— Consignes de l'exercice —
Transcrivez l'ensemble du relevé ci-dessous en liste numérotée, une ligne par numéro, en sautant les lignes vides. Laissez les images de côté dans votre réponse.

(Relevé d'identification des positions)

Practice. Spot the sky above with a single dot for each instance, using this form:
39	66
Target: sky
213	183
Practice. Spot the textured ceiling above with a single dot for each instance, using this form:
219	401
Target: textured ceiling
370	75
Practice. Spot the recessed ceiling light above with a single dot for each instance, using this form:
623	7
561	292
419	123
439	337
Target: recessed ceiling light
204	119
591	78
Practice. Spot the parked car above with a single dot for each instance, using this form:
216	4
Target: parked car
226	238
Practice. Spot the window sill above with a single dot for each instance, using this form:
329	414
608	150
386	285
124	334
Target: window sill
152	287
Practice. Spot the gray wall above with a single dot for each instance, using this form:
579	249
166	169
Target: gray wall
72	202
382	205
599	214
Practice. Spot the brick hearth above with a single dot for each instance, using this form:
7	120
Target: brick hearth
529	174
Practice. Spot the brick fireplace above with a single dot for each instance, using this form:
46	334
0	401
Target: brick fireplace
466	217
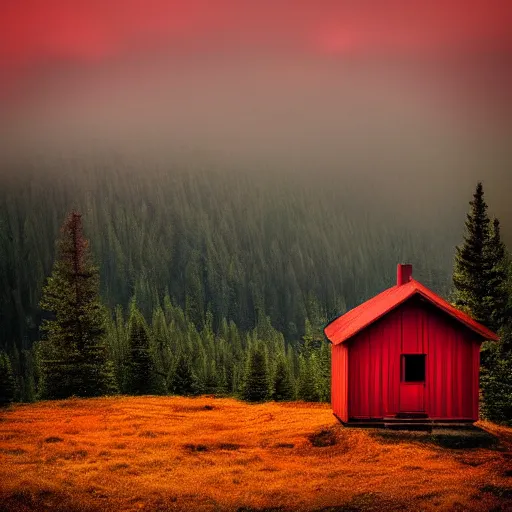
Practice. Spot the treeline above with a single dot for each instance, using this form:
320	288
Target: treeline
88	352
231	242
482	280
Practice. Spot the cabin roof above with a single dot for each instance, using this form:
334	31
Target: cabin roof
348	325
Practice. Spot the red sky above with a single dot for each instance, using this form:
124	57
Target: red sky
276	75
33	32
461	47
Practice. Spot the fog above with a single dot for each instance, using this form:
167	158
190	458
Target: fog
414	114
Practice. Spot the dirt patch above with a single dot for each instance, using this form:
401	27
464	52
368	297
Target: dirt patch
462	439
229	446
323	438
498	491
195	447
53	439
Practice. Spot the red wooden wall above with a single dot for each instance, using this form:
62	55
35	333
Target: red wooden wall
369	366
339	381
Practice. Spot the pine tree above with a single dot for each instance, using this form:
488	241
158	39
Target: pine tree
496	380
496	275
472	262
74	353
256	387
141	375
183	381
307	381
7	382
283	383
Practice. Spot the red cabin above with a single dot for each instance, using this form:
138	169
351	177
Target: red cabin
406	353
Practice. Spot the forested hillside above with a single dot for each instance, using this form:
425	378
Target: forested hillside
235	243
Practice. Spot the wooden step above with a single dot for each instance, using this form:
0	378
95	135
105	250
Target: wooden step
409	426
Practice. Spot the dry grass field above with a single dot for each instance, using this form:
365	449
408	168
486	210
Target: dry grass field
166	453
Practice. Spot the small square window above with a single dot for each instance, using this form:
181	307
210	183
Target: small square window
413	368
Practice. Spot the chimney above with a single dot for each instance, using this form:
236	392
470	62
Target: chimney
403	274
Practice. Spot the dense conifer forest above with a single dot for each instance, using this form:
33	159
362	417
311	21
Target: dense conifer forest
214	280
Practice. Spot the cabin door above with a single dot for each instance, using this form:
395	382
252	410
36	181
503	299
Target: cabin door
412	383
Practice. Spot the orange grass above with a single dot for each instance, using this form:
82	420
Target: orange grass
170	453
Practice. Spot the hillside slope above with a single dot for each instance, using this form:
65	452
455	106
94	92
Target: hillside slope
203	453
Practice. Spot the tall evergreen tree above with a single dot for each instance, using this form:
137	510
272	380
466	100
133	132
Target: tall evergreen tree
283	382
496	276
307	389
74	353
141	374
256	387
183	381
472	263
7	382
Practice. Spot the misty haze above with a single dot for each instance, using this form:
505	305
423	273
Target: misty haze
224	181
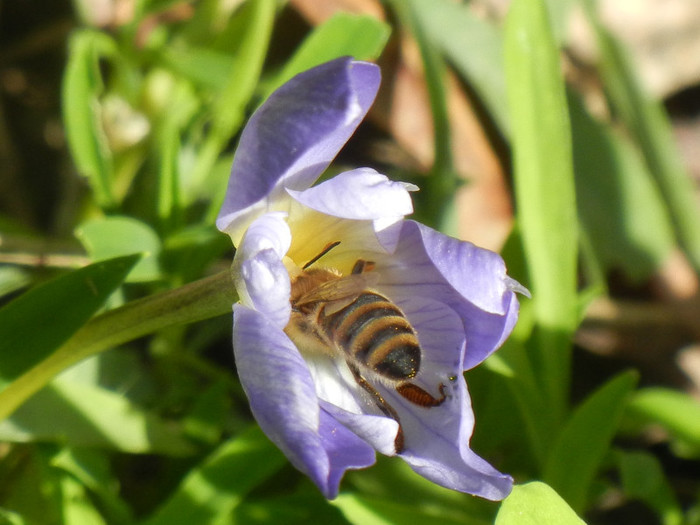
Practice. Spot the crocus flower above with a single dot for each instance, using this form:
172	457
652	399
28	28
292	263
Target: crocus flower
323	406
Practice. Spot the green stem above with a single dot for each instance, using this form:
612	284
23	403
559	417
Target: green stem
193	302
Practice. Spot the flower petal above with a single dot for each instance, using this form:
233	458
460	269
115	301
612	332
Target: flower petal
437	445
345	451
341	397
260	276
360	194
290	140
288	410
428	264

— Corrigé —
1. Practice. Spot the sky above with a single dot for each instance, using this form:
2. 39	66
3. Target: sky
4. 213	183
5. Practice. Spot the textured ceiling above with a single dot for each instance, using this form:
6. 219	401
7. Target: textured ceiling
8. 370	75
9. Practice. Spot the recessed ceiling light above with a single dot for each instance, using this form:
10. 623	7
11. 561	292
12. 419	123
13. 439	337
14. Target: recessed ceiling light
15. 204	119
16. 591	78
17. Practice. Spot the parked car above with a single dot for each instance, using this form:
18. 216	4
19. Target: parked car
20. 226	238
21. Practice. Spot the window sill above with a single dot for each instance, using this form:
22. 329	414
23. 608	150
24. 386	285
25. 124	334
26. Target: window sill
27. 152	287
28. Practice. Spot the gray wall above with a single dot for each instance, using this form:
29. 579	249
30. 166	169
31. Target: gray wall
32. 72	202
33. 382	205
34. 599	214
35. Practice. Spot the brick hearth above with a single dot for each instance, using this form:
36. 7	120
37. Target: brick hearth
38. 529	174
39. Practice. Spot the brick fireplace above with a single dot for each instance, using this form:
40. 46	334
41. 0	401
42. Target: brick fireplace
43. 466	217
44. Practice. Spot the treeline above with a single dot for each instance, using this form:
45. 320	288
46. Target: treeline
47. 88	352
48. 231	242
49. 482	280
50. Practice. Spot the cabin roof above with a single dot for each instance, using this form:
51. 334	31
52. Target: cabin roof
53. 348	325
54. Practice. Spot the red sky above with a single dot for each instance, using this form:
55. 124	57
56. Target: red sky
57. 276	75
58. 33	32
59. 461	47
60. Practice. Spot the fog above with a single dot for each instance, using this form:
61. 167	158
62. 190	458
63. Target: fog
64. 414	114
65. Practice. Spot the dirt patch above with a single dot for each instance, using this form:
66. 401	27
67. 464	52
68. 368	297
69. Target: dirt patch
70. 462	439
71. 229	446
72. 323	438
73. 498	491
74. 195	447
75. 53	439
76. Practice. Spot the red wooden wall above with a single dot for each instance, using this form:
77. 62	55
78. 35	333
79. Target: red wooden wall
80. 369	366
81. 339	381
82. Practice. Spot the pine tree above with a single dot for each instance, using this form:
83. 488	241
84. 158	39
85. Target: pine tree
86. 496	380
87. 496	275
88. 472	262
89. 74	353
90. 256	387
91. 141	375
92. 183	381
93. 307	381
94. 7	382
95. 283	383
96. Practice. Spot the red cabin above with a single dot for each instance, using this form:
97. 138	169
98. 351	177
99. Target: red cabin
100. 406	353
101. Practice. Spot the forested hillside above with a single dot for each instance, using this form:
102. 425	378
103. Target: forested hillside
104. 235	243
105. Practice. Spot the wooden step above with a single dot for each instance, using this form:
106. 0	378
107. 95	135
108. 105	250
109. Target: wooden step
110. 409	426
111. Practice. Spot the dry grass field above with a single dot for each instance, using this form:
112. 365	449
113. 408	168
114. 486	210
115. Target: dry grass field
116. 166	453
117. Practice. Spot the small square window above with a single dot for each instance, using this form:
118. 181	307
119. 210	183
120. Target: small square window
121. 413	368
122. Practice. Spot the chimney above with a single dot for each instance, using this form:
123. 236	392
124. 470	62
125. Target: chimney
126. 403	274
127. Practice. Spot the dense conifer forest above with a single dot for each instance, using this form:
128. 33	159
129. 362	417
130. 311	21
131. Target: dense conifer forest
132. 214	280
133. Practice. Spot the cabin door above with a single dot for each instance, using this form:
134. 395	382
135. 252	410
136. 36	181
137. 503	299
138. Target: cabin door
139. 412	383
140. Practice. Spot the orange grass above with a single dot for each instance, using this form:
141. 82	420
142. Target: orange grass
143. 170	453
144. Practice. Spot the hillside slope above with a single dot for each instance, using this form:
145. 65	452
146. 455	106
147. 94	92
148. Target: hillside slope
149. 203	453
150. Practice. Spot the tall evergreen tree above with a single dot for each instance, using this form:
151. 137	510
152. 272	380
153. 466	100
154. 133	132
155. Target: tall evergreen tree
156. 283	382
157. 496	276
158. 307	389
159. 74	353
160. 141	374
161. 256	387
162. 183	381
163. 472	263
164. 7	382
165. Practice. Spot the misty haze above with a single dot for each instance, using this form:
166. 505	305
167. 423	273
168. Target: misty haze
169. 224	181
170. Practice. Spot the crocus flower above with a single dot for each instance, using this form:
171. 172	457
172. 652	399
173. 28	28
174. 292	263
175. Target: crocus flower
176. 323	406
177. Practice. Spot the green stem above with a single dot for each instance, using this form:
178. 612	284
179. 23	403
180. 559	417
181. Target: green stem
182. 193	302
183. Practice. Spot the flower petal above with a single dot for each instance, using this form:
184. 233	458
185. 460	269
186. 115	301
187. 612	332
188. Target: flower petal
189. 437	445
190. 345	451
191. 341	397
192. 260	276
193. 360	194
194. 290	140
195. 288	410
196. 428	264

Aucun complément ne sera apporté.